* [Extract to read]

□ □ □ □

After 4 1/2 days of intense questioning by a government lawyer, Mr Greenberg finally got to elaborate on his defense to civil fraud allegations through friendly questioning by his own attorney, David Boies.
The former American International Group Inc chairman told a judge that he relied on underlings to handle the details of individual deals. He said he was busy elsewhere, visiting as many as 30 countries in a typical year and spending each day reviewing hundreds of pages of documents, participating in as many 70 telephone calls and attending numerous meetings.
"It was such a big company," Mr Greenberg said. "It was hard for me to cover all the bases.""Did you have confidence in the AIG people on whom you were relying on for the two transactions at issue?" Mr Boies asked. "Absolutely," Mr Greenberg replied.
The 91-year-old spent has spent much of his time on the witness stand in often-testy exchanges while defending his decision to enter into two transactions in 2000 that New York attorney general Eric Schneiderman alleges were orchestrated to hide AIG's true financial condition from shareholders.
Mr Greenberg has maintained that he was too busy as head of the company to tend to the details of individual deals. He said he trusted his underlings to structure the transactions and relied on the company's lawyers and accountants to make sure they conformed with regulations.

□ □ □ □

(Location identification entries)
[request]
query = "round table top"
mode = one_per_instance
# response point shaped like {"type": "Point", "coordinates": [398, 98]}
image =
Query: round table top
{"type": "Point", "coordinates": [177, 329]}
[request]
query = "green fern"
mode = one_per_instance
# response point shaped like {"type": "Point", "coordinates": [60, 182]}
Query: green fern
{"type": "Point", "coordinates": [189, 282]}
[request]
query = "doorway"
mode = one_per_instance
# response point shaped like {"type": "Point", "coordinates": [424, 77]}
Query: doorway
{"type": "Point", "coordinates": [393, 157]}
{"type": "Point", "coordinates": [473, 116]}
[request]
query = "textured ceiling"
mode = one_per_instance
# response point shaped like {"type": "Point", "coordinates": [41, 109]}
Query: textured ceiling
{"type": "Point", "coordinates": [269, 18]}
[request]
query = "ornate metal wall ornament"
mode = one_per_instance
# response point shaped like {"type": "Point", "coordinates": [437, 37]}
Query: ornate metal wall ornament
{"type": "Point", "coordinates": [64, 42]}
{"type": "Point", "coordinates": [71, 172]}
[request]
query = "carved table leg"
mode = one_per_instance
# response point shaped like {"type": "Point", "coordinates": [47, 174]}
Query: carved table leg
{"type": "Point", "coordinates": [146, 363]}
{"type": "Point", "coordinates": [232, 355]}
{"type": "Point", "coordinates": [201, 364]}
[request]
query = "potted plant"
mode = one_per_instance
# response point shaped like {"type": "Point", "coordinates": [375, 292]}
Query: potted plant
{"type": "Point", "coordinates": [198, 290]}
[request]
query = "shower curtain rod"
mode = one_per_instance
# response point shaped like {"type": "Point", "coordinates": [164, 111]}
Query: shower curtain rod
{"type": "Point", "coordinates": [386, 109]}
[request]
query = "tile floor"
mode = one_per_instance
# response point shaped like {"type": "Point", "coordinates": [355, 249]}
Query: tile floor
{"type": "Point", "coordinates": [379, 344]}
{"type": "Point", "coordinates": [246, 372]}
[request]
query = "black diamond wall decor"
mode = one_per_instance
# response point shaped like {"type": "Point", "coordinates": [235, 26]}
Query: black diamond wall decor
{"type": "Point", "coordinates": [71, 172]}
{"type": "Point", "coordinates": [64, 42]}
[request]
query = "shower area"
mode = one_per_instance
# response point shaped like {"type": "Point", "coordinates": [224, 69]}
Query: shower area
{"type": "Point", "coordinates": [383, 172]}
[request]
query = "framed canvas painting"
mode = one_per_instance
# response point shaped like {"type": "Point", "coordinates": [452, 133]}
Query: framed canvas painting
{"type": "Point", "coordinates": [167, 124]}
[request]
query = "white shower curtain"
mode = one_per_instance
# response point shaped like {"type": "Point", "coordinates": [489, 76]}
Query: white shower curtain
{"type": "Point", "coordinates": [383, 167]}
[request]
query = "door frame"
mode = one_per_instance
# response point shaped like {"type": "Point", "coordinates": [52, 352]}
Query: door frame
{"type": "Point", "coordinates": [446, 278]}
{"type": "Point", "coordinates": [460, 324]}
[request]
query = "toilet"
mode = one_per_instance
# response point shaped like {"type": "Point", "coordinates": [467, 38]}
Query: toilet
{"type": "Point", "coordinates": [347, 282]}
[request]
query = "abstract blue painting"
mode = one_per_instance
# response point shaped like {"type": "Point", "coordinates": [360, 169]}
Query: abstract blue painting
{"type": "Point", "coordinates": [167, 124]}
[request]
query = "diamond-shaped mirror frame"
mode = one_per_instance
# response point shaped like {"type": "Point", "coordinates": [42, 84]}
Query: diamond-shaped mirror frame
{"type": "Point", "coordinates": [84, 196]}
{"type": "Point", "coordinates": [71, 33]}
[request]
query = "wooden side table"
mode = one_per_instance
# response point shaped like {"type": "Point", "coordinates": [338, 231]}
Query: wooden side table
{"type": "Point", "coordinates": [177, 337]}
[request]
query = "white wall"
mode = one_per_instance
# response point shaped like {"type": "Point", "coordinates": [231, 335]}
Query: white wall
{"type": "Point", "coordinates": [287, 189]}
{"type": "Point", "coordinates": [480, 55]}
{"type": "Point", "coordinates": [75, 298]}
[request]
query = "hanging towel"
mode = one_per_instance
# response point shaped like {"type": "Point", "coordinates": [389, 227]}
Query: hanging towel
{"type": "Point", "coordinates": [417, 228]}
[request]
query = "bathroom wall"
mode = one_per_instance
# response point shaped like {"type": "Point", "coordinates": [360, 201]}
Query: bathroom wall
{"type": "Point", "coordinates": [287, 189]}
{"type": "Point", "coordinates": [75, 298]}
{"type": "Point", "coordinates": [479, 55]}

□ □ □ □

* [Task list]
a: Determine how many lines of the listing contain the string "blue", matching case exactly. Reply with the number only.
b: Write what comes next in the article about Mr Greenberg's testimony at his civil fraud trial, starting right after its final sentence.

* [Task responses]
a: 2

b:
The lawsuit, originally filed by then-attorney general Eliot Spitzer in 2005, accuses Mr Greenberg and ex-AIG chief financial officer Howard Smith of arranging two transactions in 2000 to conceal the company's real fiscal health: a US$500 million deal with Berkshire Hathaway Inc's General Reinsurance Corp allegedly used to offset a decline in loss reserves, and an agreement with a Barbados-based reinsurer, Capco Reinsurance Co, allegedly used to offload underwriting losses from a failed auto-warranty program.
Mr Greenberg and Mr Smith had resigned earlier that year amid an accounting scandal, and New York-based AIG then restated its earnings, lowering them by US$3.4 billion and agreeing to pay US$1.64 billion to settle the claims without admitting or denying wrongdoing.
Mr Greenberg and Mr Smith have maintained that both transactions were properly accounted for and reported on financial statements.
The case is State of New York v Greenberg, 401720-2005, New York state Supreme Court (Manhattan).